# TASK REQUIREMENTS
Format each line of the data below as one string in a JSON list. Skip blank lines and leave the pictures out.

# DATA PROVIDED
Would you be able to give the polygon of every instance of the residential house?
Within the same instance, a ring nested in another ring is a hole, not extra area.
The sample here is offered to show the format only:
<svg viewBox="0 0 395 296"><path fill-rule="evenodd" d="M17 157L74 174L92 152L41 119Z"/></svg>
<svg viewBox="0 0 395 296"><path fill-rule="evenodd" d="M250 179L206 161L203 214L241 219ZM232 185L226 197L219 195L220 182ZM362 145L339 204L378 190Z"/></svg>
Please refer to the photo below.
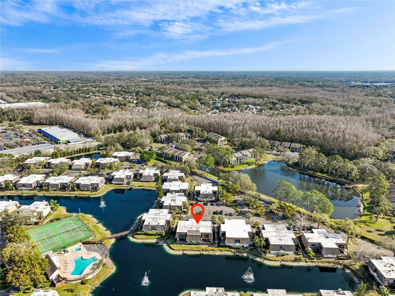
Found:
<svg viewBox="0 0 395 296"><path fill-rule="evenodd" d="M211 183L202 183L195 186L194 197L201 200L210 200L218 197L219 192L218 186L213 186Z"/></svg>
<svg viewBox="0 0 395 296"><path fill-rule="evenodd" d="M0 188L4 188L6 184L6 181L8 180L11 182L11 185L13 185L21 178L14 174L7 174L4 176L0 176Z"/></svg>
<svg viewBox="0 0 395 296"><path fill-rule="evenodd" d="M198 224L194 219L179 221L175 238L177 244L194 243L206 245L211 245L213 241L213 223L211 221L201 221Z"/></svg>
<svg viewBox="0 0 395 296"><path fill-rule="evenodd" d="M9 200L0 200L0 213L3 211L8 211L8 213L15 211L19 207L19 203L18 202Z"/></svg>
<svg viewBox="0 0 395 296"><path fill-rule="evenodd" d="M165 193L183 193L187 196L189 193L189 184L181 181L165 182L162 189Z"/></svg>
<svg viewBox="0 0 395 296"><path fill-rule="evenodd" d="M172 220L168 209L150 209L148 213L143 215L140 229L148 232L168 231Z"/></svg>
<svg viewBox="0 0 395 296"><path fill-rule="evenodd" d="M120 161L129 161L133 159L135 153L133 152L122 151L120 152L114 152L111 156L113 158L117 158Z"/></svg>
<svg viewBox="0 0 395 296"><path fill-rule="evenodd" d="M340 234L328 233L325 229L312 229L301 237L305 248L310 249L316 257L337 258L347 256L347 244Z"/></svg>
<svg viewBox="0 0 395 296"><path fill-rule="evenodd" d="M162 151L162 156L181 162L191 157L191 154L189 152L169 147L165 148Z"/></svg>
<svg viewBox="0 0 395 296"><path fill-rule="evenodd" d="M105 179L102 177L81 177L74 182L75 187L81 190L99 190L104 185Z"/></svg>
<svg viewBox="0 0 395 296"><path fill-rule="evenodd" d="M30 211L33 212L34 213L35 218L32 218L32 221L36 221L43 219L52 211L48 202L45 200L34 202L30 206L21 206L17 210L18 211Z"/></svg>
<svg viewBox="0 0 395 296"><path fill-rule="evenodd" d="M214 139L215 141L215 143L218 146L226 145L228 144L228 139L225 137L221 136L221 135L218 135L218 134L214 134L213 132L207 133L207 138L206 139L209 138Z"/></svg>
<svg viewBox="0 0 395 296"><path fill-rule="evenodd" d="M395 290L395 257L382 256L368 262L369 271L382 286Z"/></svg>
<svg viewBox="0 0 395 296"><path fill-rule="evenodd" d="M113 163L115 166L116 166L119 163L119 160L117 158L106 157L104 158L98 158L96 160L96 162L95 162L95 166L101 168L105 167L107 164Z"/></svg>
<svg viewBox="0 0 395 296"><path fill-rule="evenodd" d="M15 187L21 190L32 190L40 187L45 179L45 175L29 175L21 178Z"/></svg>
<svg viewBox="0 0 395 296"><path fill-rule="evenodd" d="M226 292L223 288L206 287L205 291L191 291L191 296L240 296L240 293Z"/></svg>
<svg viewBox="0 0 395 296"><path fill-rule="evenodd" d="M235 247L248 247L252 243L254 233L244 219L226 219L220 225L221 244Z"/></svg>
<svg viewBox="0 0 395 296"><path fill-rule="evenodd" d="M92 164L92 160L90 158L80 158L71 162L71 170L87 170Z"/></svg>
<svg viewBox="0 0 395 296"><path fill-rule="evenodd" d="M45 162L48 160L48 157L33 157L33 158L26 159L22 164L22 166L24 168L27 168L31 164L36 163L42 161Z"/></svg>
<svg viewBox="0 0 395 296"><path fill-rule="evenodd" d="M64 189L68 188L69 185L75 181L75 177L73 176L60 175L51 177L44 181L43 186L50 189Z"/></svg>
<svg viewBox="0 0 395 296"><path fill-rule="evenodd" d="M70 166L71 163L71 161L69 158L66 158L64 157L59 157L59 158L51 158L50 159L48 159L45 162L45 164L44 166L45 168L53 168L53 166L55 164L58 164L60 163L66 163L68 165Z"/></svg>
<svg viewBox="0 0 395 296"><path fill-rule="evenodd" d="M351 291L343 291L340 288L337 290L320 290L317 296L354 296Z"/></svg>
<svg viewBox="0 0 395 296"><path fill-rule="evenodd" d="M259 237L265 239L271 254L294 254L296 251L296 237L283 224L264 224Z"/></svg>
<svg viewBox="0 0 395 296"><path fill-rule="evenodd" d="M174 210L177 208L179 211L187 210L184 209L184 203L188 202L188 198L184 193L167 193L166 196L163 196L159 203L159 206L162 209Z"/></svg>
<svg viewBox="0 0 395 296"><path fill-rule="evenodd" d="M153 181L160 175L160 171L156 168L147 168L139 172L138 176L142 181Z"/></svg>
<svg viewBox="0 0 395 296"><path fill-rule="evenodd" d="M133 172L129 169L120 170L118 172L113 172L111 174L113 184L126 184L133 179Z"/></svg>
<svg viewBox="0 0 395 296"><path fill-rule="evenodd" d="M180 171L169 171L163 174L162 178L165 182L184 181L185 180L185 174Z"/></svg>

# EXERCISE ANSWER
[
  "Would you be able to give the polygon of every instance of the residential house?",
  "Within the same instance, a ring nested in another ring is a hole, not extra area.",
  "The sample here is offered to show the format only:",
  "<svg viewBox=\"0 0 395 296\"><path fill-rule=\"evenodd\" d=\"M17 157L74 174L92 152L41 119Z\"/></svg>",
  "<svg viewBox=\"0 0 395 296\"><path fill-rule=\"evenodd\" d=\"M250 179L206 161L203 214L241 219ZM232 185L226 197L219 195L220 182ZM362 145L339 204L378 190Z\"/></svg>",
  "Please refer to the photo below.",
  "Found:",
  "<svg viewBox=\"0 0 395 296\"><path fill-rule=\"evenodd\" d=\"M211 183L202 183L195 186L194 197L201 200L210 200L218 197L219 192L218 186L213 186Z\"/></svg>",
  "<svg viewBox=\"0 0 395 296\"><path fill-rule=\"evenodd\" d=\"M0 188L4 188L6 184L6 181L8 180L11 182L11 185L13 185L21 178L14 174L7 174L4 176L0 176Z\"/></svg>",
  "<svg viewBox=\"0 0 395 296\"><path fill-rule=\"evenodd\" d=\"M198 224L194 219L179 221L175 238L177 244L194 243L206 245L211 245L213 241L213 223L211 221L201 221Z\"/></svg>",
  "<svg viewBox=\"0 0 395 296\"><path fill-rule=\"evenodd\" d=\"M9 200L0 200L0 213L3 211L8 211L8 213L15 211L19 207L19 203L18 202Z\"/></svg>",
  "<svg viewBox=\"0 0 395 296\"><path fill-rule=\"evenodd\" d=\"M165 193L183 193L187 196L189 193L189 184L181 181L165 182L162 189Z\"/></svg>",
  "<svg viewBox=\"0 0 395 296\"><path fill-rule=\"evenodd\" d=\"M172 220L168 209L150 209L148 213L143 215L140 229L148 232L168 231Z\"/></svg>",
  "<svg viewBox=\"0 0 395 296\"><path fill-rule=\"evenodd\" d=\"M120 161L129 161L133 159L135 153L133 152L122 151L120 152L114 152L111 156L113 158L117 158Z\"/></svg>",
  "<svg viewBox=\"0 0 395 296\"><path fill-rule=\"evenodd\" d=\"M340 234L328 233L325 229L312 229L301 237L305 248L310 249L316 257L337 258L347 256L347 244Z\"/></svg>",
  "<svg viewBox=\"0 0 395 296\"><path fill-rule=\"evenodd\" d=\"M162 151L162 156L181 162L191 157L191 154L189 152L169 147L165 148Z\"/></svg>",
  "<svg viewBox=\"0 0 395 296\"><path fill-rule=\"evenodd\" d=\"M105 179L102 177L81 177L74 182L75 187L81 190L99 190L104 185Z\"/></svg>",
  "<svg viewBox=\"0 0 395 296\"><path fill-rule=\"evenodd\" d=\"M30 211L33 212L34 213L35 218L32 218L32 221L36 221L43 219L52 211L48 202L45 200L34 202L30 206L21 206L17 210L18 211Z\"/></svg>",
  "<svg viewBox=\"0 0 395 296\"><path fill-rule=\"evenodd\" d=\"M214 139L215 141L215 143L218 146L226 145L228 144L228 139L225 137L221 136L221 135L218 135L218 134L214 134L213 132L207 133L207 138L206 139L209 138Z\"/></svg>",
  "<svg viewBox=\"0 0 395 296\"><path fill-rule=\"evenodd\" d=\"M395 290L395 257L382 256L368 262L369 271L382 286Z\"/></svg>",
  "<svg viewBox=\"0 0 395 296\"><path fill-rule=\"evenodd\" d=\"M113 163L115 166L116 166L119 163L119 160L117 158L106 157L104 158L98 158L96 160L96 162L95 162L95 166L101 168L105 167L107 164Z\"/></svg>",
  "<svg viewBox=\"0 0 395 296\"><path fill-rule=\"evenodd\" d=\"M15 187L21 190L32 190L40 187L45 179L45 175L29 175L21 178Z\"/></svg>",
  "<svg viewBox=\"0 0 395 296\"><path fill-rule=\"evenodd\" d=\"M226 292L223 288L206 287L205 291L191 291L191 296L240 296L240 293Z\"/></svg>",
  "<svg viewBox=\"0 0 395 296\"><path fill-rule=\"evenodd\" d=\"M235 247L248 247L252 243L254 233L244 219L226 219L220 225L221 244Z\"/></svg>",
  "<svg viewBox=\"0 0 395 296\"><path fill-rule=\"evenodd\" d=\"M92 164L92 160L90 158L80 158L71 162L71 170L87 170Z\"/></svg>",
  "<svg viewBox=\"0 0 395 296\"><path fill-rule=\"evenodd\" d=\"M45 162L48 160L48 157L33 157L33 158L26 159L22 164L22 166L24 168L27 168L31 164L36 163L42 161Z\"/></svg>",
  "<svg viewBox=\"0 0 395 296\"><path fill-rule=\"evenodd\" d=\"M64 189L68 188L69 185L75 181L75 177L73 176L60 175L51 177L44 181L43 186L50 189Z\"/></svg>",
  "<svg viewBox=\"0 0 395 296\"><path fill-rule=\"evenodd\" d=\"M70 166L71 163L71 161L69 158L66 158L64 157L59 157L59 158L51 158L50 159L48 159L45 162L45 164L44 166L45 168L53 168L53 166L55 164L58 164L60 163L66 163L68 165Z\"/></svg>",
  "<svg viewBox=\"0 0 395 296\"><path fill-rule=\"evenodd\" d=\"M351 291L343 291L340 288L337 290L320 290L317 296L354 296Z\"/></svg>",
  "<svg viewBox=\"0 0 395 296\"><path fill-rule=\"evenodd\" d=\"M259 237L265 239L271 254L294 254L296 251L296 237L283 224L264 224Z\"/></svg>",
  "<svg viewBox=\"0 0 395 296\"><path fill-rule=\"evenodd\" d=\"M174 210L177 208L179 211L187 210L184 209L184 203L188 202L188 198L184 193L167 193L166 196L163 196L159 203L159 206L162 209Z\"/></svg>",
  "<svg viewBox=\"0 0 395 296\"><path fill-rule=\"evenodd\" d=\"M153 181L160 175L160 171L156 168L147 168L139 172L138 176L142 181Z\"/></svg>",
  "<svg viewBox=\"0 0 395 296\"><path fill-rule=\"evenodd\" d=\"M133 172L129 169L120 170L118 172L113 172L111 174L113 184L126 184L133 179Z\"/></svg>",
  "<svg viewBox=\"0 0 395 296\"><path fill-rule=\"evenodd\" d=\"M180 171L169 171L163 174L162 178L165 182L184 181L185 180L185 174Z\"/></svg>"
]